■ **RECORD LIST**
— Start —
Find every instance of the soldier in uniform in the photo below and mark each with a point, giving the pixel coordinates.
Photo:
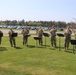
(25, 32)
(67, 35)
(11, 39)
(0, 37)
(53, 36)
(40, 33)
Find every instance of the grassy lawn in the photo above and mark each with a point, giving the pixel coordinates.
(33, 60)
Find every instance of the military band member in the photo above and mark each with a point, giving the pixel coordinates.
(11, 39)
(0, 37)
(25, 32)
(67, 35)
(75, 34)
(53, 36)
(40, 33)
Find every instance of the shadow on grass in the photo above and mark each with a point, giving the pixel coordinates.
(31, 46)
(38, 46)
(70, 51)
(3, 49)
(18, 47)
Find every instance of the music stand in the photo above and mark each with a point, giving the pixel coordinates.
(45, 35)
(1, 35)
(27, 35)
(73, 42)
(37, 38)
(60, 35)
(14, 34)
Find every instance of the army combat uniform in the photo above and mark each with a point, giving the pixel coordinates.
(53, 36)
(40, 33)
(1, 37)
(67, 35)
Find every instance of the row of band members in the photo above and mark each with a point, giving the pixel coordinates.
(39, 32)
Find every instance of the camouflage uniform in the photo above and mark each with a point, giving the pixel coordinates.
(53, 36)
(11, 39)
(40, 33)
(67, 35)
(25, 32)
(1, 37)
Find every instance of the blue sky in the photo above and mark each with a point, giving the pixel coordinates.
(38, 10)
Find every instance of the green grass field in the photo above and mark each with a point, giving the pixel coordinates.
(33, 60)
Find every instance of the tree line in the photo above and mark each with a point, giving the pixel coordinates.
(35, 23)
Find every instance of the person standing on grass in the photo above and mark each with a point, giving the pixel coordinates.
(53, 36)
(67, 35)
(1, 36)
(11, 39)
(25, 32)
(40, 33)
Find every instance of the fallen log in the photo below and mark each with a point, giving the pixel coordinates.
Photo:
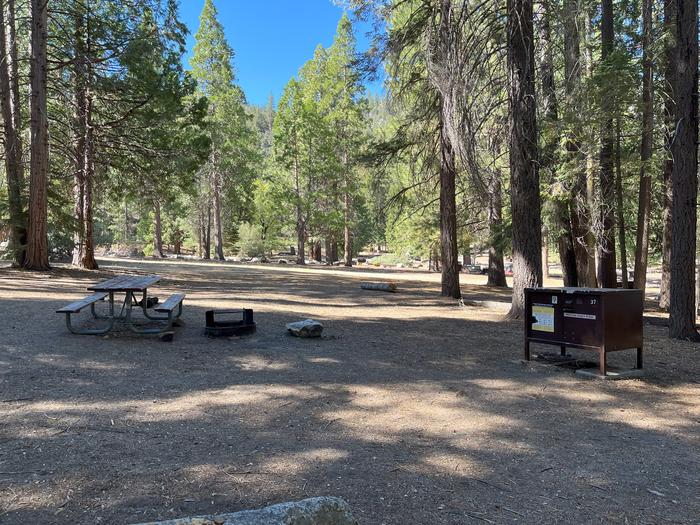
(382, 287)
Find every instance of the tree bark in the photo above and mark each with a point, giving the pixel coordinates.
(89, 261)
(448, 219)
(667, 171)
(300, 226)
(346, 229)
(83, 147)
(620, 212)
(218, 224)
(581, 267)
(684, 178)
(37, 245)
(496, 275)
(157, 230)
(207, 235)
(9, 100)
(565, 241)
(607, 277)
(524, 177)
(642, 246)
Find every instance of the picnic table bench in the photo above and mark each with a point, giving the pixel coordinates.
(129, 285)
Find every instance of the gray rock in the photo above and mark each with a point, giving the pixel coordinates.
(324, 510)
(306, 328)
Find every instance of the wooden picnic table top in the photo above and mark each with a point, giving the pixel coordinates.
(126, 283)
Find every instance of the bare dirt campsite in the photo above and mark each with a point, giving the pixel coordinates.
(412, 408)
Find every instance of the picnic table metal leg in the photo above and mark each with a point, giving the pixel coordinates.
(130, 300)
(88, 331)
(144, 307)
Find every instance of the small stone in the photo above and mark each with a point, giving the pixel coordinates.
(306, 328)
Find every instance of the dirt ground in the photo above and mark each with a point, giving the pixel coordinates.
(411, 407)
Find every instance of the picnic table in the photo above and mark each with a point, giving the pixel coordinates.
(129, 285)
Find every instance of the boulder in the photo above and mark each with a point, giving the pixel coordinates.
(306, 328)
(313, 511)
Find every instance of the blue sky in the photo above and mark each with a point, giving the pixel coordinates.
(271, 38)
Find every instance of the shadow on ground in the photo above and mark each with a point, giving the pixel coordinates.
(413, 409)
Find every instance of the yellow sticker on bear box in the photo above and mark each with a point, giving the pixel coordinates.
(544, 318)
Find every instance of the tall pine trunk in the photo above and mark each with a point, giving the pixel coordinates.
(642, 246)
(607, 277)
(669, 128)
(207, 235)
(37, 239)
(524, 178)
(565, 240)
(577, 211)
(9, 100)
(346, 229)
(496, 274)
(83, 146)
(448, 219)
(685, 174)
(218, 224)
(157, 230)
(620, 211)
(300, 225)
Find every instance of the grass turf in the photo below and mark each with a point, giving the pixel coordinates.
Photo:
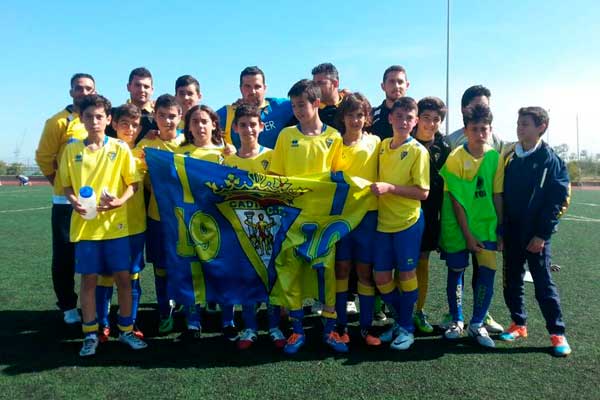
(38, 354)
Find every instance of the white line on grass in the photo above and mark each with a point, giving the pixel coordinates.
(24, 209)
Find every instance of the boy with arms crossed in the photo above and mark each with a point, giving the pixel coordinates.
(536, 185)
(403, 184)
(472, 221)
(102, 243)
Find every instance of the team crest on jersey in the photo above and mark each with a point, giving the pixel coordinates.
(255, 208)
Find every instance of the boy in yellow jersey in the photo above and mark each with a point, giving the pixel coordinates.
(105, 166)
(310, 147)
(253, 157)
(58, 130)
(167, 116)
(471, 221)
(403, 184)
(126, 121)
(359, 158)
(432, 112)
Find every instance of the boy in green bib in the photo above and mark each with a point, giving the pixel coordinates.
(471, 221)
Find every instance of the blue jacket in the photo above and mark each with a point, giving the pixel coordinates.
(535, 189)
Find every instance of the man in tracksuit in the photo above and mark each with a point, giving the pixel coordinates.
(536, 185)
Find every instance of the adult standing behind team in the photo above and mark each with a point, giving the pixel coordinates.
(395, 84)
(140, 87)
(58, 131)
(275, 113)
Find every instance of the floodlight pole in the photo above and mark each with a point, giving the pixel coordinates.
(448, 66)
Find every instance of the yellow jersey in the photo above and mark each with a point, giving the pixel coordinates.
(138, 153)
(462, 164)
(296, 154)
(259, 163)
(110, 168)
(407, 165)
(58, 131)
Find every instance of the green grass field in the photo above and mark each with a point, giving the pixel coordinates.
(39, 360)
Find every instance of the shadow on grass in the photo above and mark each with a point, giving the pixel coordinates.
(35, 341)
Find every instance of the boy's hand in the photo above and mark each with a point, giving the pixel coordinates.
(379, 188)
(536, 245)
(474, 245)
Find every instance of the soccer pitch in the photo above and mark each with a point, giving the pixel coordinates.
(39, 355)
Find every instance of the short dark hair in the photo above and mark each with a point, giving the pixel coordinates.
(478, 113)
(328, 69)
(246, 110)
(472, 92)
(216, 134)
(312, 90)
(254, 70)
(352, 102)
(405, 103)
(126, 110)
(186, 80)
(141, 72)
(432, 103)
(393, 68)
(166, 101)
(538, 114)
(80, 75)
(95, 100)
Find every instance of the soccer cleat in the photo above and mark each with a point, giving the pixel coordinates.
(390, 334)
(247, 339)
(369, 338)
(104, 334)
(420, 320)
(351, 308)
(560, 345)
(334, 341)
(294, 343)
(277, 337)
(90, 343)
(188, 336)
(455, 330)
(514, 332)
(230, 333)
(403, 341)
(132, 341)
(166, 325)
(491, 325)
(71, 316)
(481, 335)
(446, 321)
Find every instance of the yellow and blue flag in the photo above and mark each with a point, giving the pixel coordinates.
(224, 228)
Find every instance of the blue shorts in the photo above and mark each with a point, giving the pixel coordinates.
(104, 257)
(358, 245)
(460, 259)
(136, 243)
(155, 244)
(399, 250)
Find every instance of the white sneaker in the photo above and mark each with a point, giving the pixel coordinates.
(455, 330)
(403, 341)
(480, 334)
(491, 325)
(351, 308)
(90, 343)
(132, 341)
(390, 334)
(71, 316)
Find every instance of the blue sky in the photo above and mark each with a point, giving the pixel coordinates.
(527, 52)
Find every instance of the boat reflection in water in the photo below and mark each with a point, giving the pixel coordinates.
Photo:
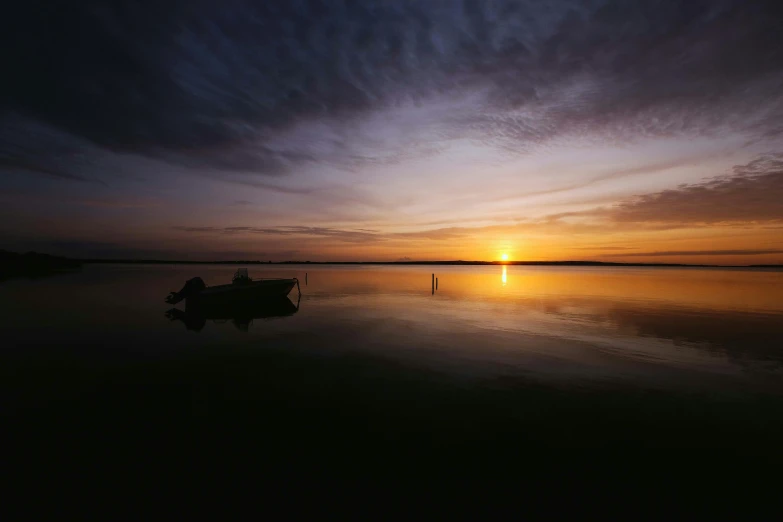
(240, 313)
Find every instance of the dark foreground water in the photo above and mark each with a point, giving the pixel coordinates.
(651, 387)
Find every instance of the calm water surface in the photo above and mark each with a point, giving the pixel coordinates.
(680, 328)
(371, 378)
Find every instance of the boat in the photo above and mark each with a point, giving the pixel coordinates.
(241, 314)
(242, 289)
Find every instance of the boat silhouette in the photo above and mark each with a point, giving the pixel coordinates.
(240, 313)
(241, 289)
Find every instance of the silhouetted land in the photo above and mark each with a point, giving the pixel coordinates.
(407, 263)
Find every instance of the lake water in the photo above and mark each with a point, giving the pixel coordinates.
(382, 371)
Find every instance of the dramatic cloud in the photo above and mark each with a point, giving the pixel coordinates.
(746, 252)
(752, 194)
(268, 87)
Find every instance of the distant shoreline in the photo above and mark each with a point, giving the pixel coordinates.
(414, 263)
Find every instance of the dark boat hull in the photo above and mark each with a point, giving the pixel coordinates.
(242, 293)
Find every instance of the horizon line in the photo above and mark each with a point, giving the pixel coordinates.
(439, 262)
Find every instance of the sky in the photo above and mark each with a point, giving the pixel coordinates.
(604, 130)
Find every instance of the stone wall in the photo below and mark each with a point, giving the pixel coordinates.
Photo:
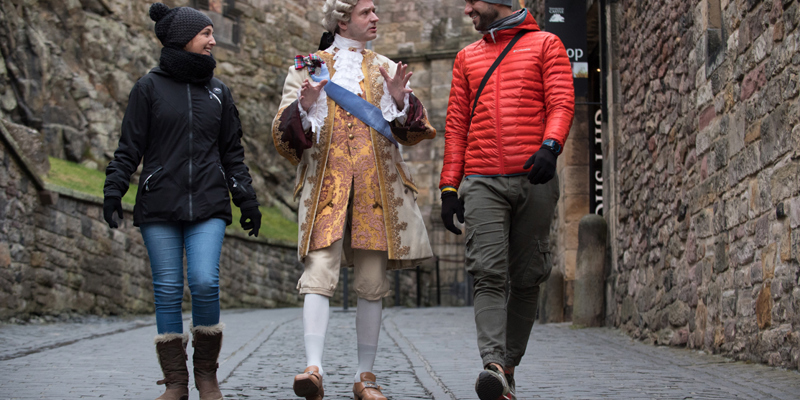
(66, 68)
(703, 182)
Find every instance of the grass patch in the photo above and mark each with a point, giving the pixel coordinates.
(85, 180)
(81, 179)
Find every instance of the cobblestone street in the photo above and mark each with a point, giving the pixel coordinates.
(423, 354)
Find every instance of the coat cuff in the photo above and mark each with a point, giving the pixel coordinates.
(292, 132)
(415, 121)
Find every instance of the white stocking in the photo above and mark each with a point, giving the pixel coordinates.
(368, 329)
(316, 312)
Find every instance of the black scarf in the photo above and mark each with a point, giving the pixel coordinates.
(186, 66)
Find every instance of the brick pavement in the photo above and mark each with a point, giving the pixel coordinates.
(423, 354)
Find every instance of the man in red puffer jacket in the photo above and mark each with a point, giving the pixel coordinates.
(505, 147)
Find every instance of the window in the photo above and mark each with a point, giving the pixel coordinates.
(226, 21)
— End —
■ **THE EXERCISE**
Copy the records word for word, starting at the line that contains "Find every instance of the black" and continuing through the end of the records.

■ **EXERCISE SOLUTION**
Find every instance of the black scarf in the photo above and mark each with a point, giving the pixel coordinates.
(186, 66)
Find every instance of the brick pavement in the photo above and mark each with a point, giving the pixel coordinates.
(423, 354)
Find every instance of the man in red puffer jacket in the photo above and mark each with a point, giving the pixel coordinates.
(505, 147)
Find every instance of the window in the photo above and mark each with a point, giving the pixel coordinates.
(226, 21)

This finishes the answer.